■ **YOUR TASK**
Please reproduce the entries that follow, keeping each word intact.

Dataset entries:
____________

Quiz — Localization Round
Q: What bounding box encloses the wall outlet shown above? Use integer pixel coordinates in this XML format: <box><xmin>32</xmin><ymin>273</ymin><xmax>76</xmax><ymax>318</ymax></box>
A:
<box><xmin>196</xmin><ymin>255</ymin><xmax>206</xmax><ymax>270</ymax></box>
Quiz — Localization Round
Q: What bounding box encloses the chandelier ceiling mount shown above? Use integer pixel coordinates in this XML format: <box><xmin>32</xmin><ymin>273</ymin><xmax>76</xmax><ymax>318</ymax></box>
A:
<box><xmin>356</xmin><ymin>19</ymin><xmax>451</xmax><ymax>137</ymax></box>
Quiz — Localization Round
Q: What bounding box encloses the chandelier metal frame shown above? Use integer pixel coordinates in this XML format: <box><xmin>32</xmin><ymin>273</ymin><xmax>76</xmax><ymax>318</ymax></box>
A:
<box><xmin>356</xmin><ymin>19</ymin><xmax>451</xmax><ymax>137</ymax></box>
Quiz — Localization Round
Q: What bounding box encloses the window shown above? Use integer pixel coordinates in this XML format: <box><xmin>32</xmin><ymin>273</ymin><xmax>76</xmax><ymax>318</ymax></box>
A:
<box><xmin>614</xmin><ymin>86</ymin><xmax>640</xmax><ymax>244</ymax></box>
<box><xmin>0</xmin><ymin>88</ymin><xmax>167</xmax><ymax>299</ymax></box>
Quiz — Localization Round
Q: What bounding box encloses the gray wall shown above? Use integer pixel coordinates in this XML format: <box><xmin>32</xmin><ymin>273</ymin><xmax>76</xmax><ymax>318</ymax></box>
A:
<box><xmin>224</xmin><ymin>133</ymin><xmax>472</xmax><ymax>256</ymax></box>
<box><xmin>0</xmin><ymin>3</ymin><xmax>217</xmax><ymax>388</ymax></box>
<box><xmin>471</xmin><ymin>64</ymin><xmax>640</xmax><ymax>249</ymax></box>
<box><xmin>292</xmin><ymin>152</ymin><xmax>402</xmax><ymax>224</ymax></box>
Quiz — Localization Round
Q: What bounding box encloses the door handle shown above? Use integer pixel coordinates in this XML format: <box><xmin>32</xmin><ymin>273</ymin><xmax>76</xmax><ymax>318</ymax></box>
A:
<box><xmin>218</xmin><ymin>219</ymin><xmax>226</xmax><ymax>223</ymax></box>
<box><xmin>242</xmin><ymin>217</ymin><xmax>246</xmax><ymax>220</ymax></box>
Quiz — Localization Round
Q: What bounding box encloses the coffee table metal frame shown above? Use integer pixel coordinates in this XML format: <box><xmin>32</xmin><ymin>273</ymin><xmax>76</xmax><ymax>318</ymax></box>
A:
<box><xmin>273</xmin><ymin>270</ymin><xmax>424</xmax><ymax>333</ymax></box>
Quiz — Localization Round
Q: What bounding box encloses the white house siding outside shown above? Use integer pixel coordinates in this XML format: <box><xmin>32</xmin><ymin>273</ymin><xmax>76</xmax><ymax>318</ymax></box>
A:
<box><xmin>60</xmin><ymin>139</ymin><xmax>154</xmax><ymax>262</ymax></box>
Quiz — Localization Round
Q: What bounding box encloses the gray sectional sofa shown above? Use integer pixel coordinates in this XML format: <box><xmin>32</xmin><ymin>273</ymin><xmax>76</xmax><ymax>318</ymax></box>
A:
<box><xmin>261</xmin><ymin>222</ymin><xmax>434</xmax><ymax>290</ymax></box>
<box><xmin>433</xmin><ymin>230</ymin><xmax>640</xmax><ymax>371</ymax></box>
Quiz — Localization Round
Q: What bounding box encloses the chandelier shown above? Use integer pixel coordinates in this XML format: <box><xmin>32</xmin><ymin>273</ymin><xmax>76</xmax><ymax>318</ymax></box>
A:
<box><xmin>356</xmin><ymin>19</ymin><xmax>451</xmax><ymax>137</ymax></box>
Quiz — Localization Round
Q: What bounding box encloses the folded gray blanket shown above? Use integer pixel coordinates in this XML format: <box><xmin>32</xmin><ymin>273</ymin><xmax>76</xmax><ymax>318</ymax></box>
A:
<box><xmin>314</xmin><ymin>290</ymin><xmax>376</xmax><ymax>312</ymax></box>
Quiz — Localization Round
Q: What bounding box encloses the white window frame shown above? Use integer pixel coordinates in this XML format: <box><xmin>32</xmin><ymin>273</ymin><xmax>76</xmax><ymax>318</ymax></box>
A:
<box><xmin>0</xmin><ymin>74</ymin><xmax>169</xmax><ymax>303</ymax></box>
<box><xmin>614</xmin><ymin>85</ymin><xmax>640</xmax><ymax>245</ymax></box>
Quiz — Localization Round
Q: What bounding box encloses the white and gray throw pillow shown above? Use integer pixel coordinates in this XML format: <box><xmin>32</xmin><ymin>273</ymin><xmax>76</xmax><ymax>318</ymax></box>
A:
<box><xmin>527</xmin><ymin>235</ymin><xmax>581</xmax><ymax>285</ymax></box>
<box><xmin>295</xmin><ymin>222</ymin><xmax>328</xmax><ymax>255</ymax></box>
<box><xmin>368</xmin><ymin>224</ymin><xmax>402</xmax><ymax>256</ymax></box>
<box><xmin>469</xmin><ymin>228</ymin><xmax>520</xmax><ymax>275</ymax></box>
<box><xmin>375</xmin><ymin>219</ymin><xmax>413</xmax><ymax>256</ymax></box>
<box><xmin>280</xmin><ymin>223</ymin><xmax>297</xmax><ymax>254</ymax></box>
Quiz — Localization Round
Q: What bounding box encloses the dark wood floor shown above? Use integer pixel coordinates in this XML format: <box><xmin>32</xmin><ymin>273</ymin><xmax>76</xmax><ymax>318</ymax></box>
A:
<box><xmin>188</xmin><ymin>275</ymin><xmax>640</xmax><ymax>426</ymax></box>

____________

■ **FINAL ANSWER**
Quiz — Localization Round
Q: What bounding box encloses the wall outlet shown above? Use integer pixel coordinates in this XML format: <box><xmin>32</xmin><ymin>273</ymin><xmax>76</xmax><ymax>318</ymax></box>
A:
<box><xmin>196</xmin><ymin>255</ymin><xmax>206</xmax><ymax>270</ymax></box>
Quiz — Localization Round
Q: What bounding box encloses the chandelier ceiling mount shown above? Use integer pixel coordinates in this XML format: <box><xmin>32</xmin><ymin>273</ymin><xmax>76</xmax><ymax>318</ymax></box>
A:
<box><xmin>356</xmin><ymin>19</ymin><xmax>451</xmax><ymax>137</ymax></box>
Quiz — Localization Round
Q: What bounding box encloses the chandelier metal frame shown above? Use integer pixel coordinates in this XML format: <box><xmin>32</xmin><ymin>273</ymin><xmax>76</xmax><ymax>318</ymax></box>
A:
<box><xmin>356</xmin><ymin>19</ymin><xmax>451</xmax><ymax>137</ymax></box>
Quiz — Localization Round
Q: What bounding box encloses the window shown above? Use integer pixel coordinates in this XML format: <box><xmin>32</xmin><ymin>273</ymin><xmax>76</xmax><ymax>318</ymax></box>
A:
<box><xmin>614</xmin><ymin>86</ymin><xmax>640</xmax><ymax>244</ymax></box>
<box><xmin>0</xmin><ymin>88</ymin><xmax>167</xmax><ymax>299</ymax></box>
Quiz — Localization Round
Q: What bounding box encloses the gray wall shown above? Use integer pixel coordinates in this XML format: <box><xmin>32</xmin><ymin>273</ymin><xmax>76</xmax><ymax>318</ymax></box>
A:
<box><xmin>224</xmin><ymin>133</ymin><xmax>472</xmax><ymax>256</ymax></box>
<box><xmin>0</xmin><ymin>3</ymin><xmax>217</xmax><ymax>388</ymax></box>
<box><xmin>471</xmin><ymin>64</ymin><xmax>640</xmax><ymax>249</ymax></box>
<box><xmin>292</xmin><ymin>152</ymin><xmax>402</xmax><ymax>224</ymax></box>
Quiz — Localization Round
Q: What bounding box encloses the door handle shown above? Use integer pixel coordinates in this XML format: <box><xmin>32</xmin><ymin>273</ymin><xmax>76</xmax><ymax>318</ymax></box>
A:
<box><xmin>218</xmin><ymin>219</ymin><xmax>226</xmax><ymax>223</ymax></box>
<box><xmin>242</xmin><ymin>217</ymin><xmax>246</xmax><ymax>220</ymax></box>
Quiz — Localization Round
Q: What bounding box encloses the coffee table metal frame shown above? Use integer pixel coordinates in this XML format: <box><xmin>32</xmin><ymin>273</ymin><xmax>76</xmax><ymax>318</ymax></box>
A:
<box><xmin>273</xmin><ymin>270</ymin><xmax>424</xmax><ymax>333</ymax></box>
Quiz — Localization Round
Q: What bounding box encloses the white house siding outside shown above? Use integer pixel coordinates in this XML format: <box><xmin>32</xmin><ymin>273</ymin><xmax>76</xmax><ymax>318</ymax></box>
A:
<box><xmin>60</xmin><ymin>139</ymin><xmax>154</xmax><ymax>262</ymax></box>
Quiz — Localization Round
Q: What bounding box encloses the gray sectional sofa shown above? Use integer pixel coordinates in this XML format: <box><xmin>32</xmin><ymin>273</ymin><xmax>76</xmax><ymax>318</ymax></box>
A:
<box><xmin>261</xmin><ymin>222</ymin><xmax>434</xmax><ymax>290</ymax></box>
<box><xmin>433</xmin><ymin>230</ymin><xmax>640</xmax><ymax>371</ymax></box>
Quiz — Localization Round
Q: What bounding box encloses the chandelier shown above? Use integer pixel coordinates in this XML format: <box><xmin>32</xmin><ymin>273</ymin><xmax>76</xmax><ymax>318</ymax></box>
A:
<box><xmin>356</xmin><ymin>19</ymin><xmax>451</xmax><ymax>137</ymax></box>
Quiz — Localization Round
Q: What bounding box encloses the folded gray blanket shown above? Use integer pixel coordinates in this XML format: <box><xmin>32</xmin><ymin>273</ymin><xmax>76</xmax><ymax>318</ymax></box>
A:
<box><xmin>314</xmin><ymin>290</ymin><xmax>376</xmax><ymax>312</ymax></box>
Quiz — Localization Round
Q: What bounding box encloses the white window frame shown above? Use integer pixel coordinates in this XML format: <box><xmin>32</xmin><ymin>273</ymin><xmax>76</xmax><ymax>318</ymax></box>
A:
<box><xmin>0</xmin><ymin>74</ymin><xmax>169</xmax><ymax>303</ymax></box>
<box><xmin>614</xmin><ymin>85</ymin><xmax>640</xmax><ymax>245</ymax></box>
Quiz — Localization Round
Q: What bounding box encloses the white and gray throw pillow shown above? Use integer pixel coordinates in this XML format: <box><xmin>32</xmin><ymin>273</ymin><xmax>76</xmax><ymax>318</ymax></box>
A:
<box><xmin>527</xmin><ymin>235</ymin><xmax>581</xmax><ymax>285</ymax></box>
<box><xmin>295</xmin><ymin>222</ymin><xmax>328</xmax><ymax>255</ymax></box>
<box><xmin>368</xmin><ymin>224</ymin><xmax>402</xmax><ymax>256</ymax></box>
<box><xmin>469</xmin><ymin>228</ymin><xmax>520</xmax><ymax>275</ymax></box>
<box><xmin>375</xmin><ymin>219</ymin><xmax>413</xmax><ymax>256</ymax></box>
<box><xmin>280</xmin><ymin>223</ymin><xmax>297</xmax><ymax>254</ymax></box>
Quiz — Localization Round
Q: What bounding box encloses the dark wood floor shown above? Use integer pixel coordinates in this XML format: <box><xmin>32</xmin><ymin>273</ymin><xmax>76</xmax><ymax>318</ymax></box>
A:
<box><xmin>188</xmin><ymin>275</ymin><xmax>640</xmax><ymax>426</ymax></box>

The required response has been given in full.